This exercise calls for retyping every line below exactly, with the images omitted.

GIVEN DATA |

==============================

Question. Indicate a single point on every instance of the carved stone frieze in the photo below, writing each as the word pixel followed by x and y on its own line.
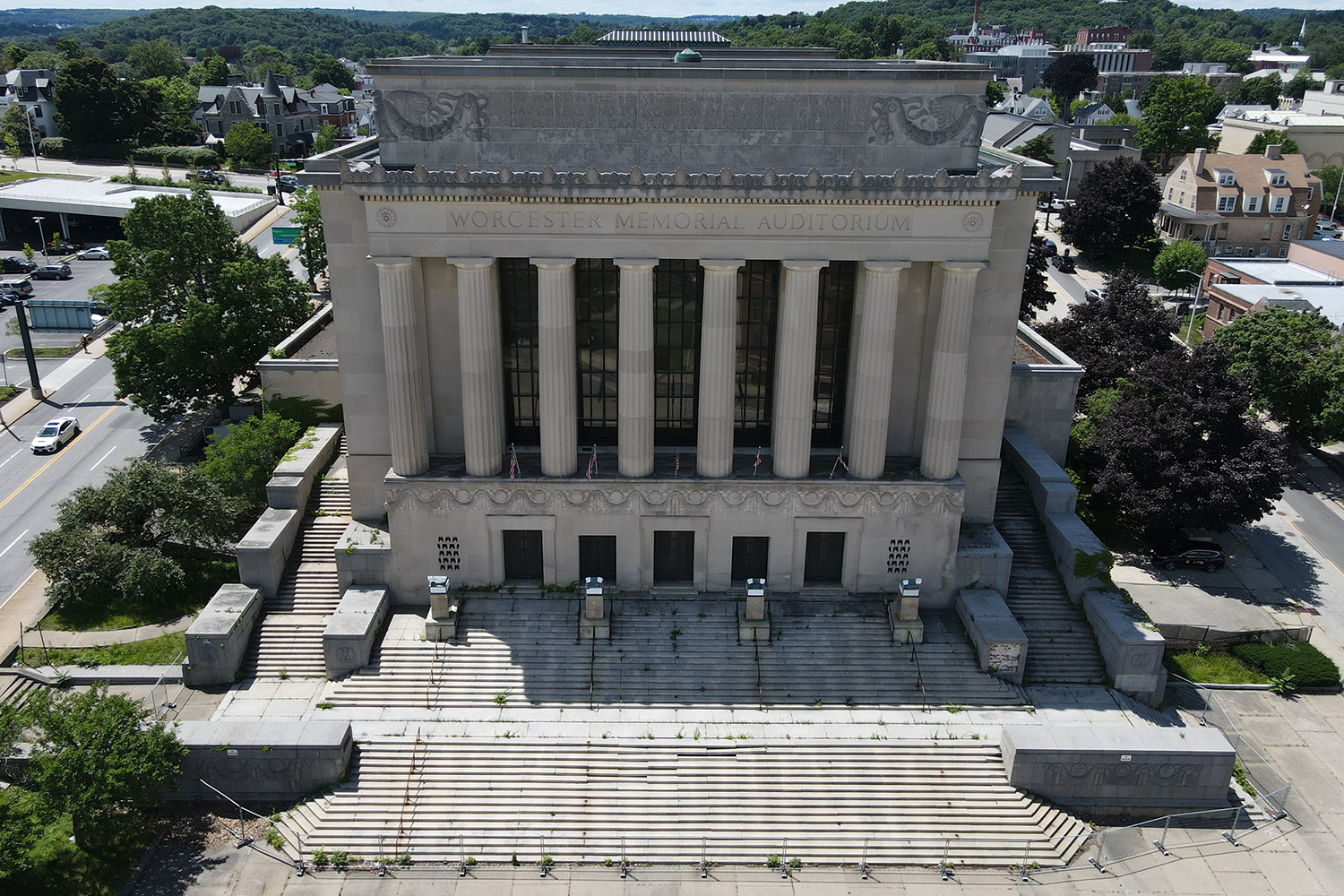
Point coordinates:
pixel 409 115
pixel 927 120
pixel 669 497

==============================

RESULT FOR THIS TASK |
Question. Indicate a single point on every instance of the carved stone frieze in the photo below, writing each as the word pixel followed by x and y on its own line.
Point coordinates:
pixel 409 115
pixel 927 120
pixel 669 497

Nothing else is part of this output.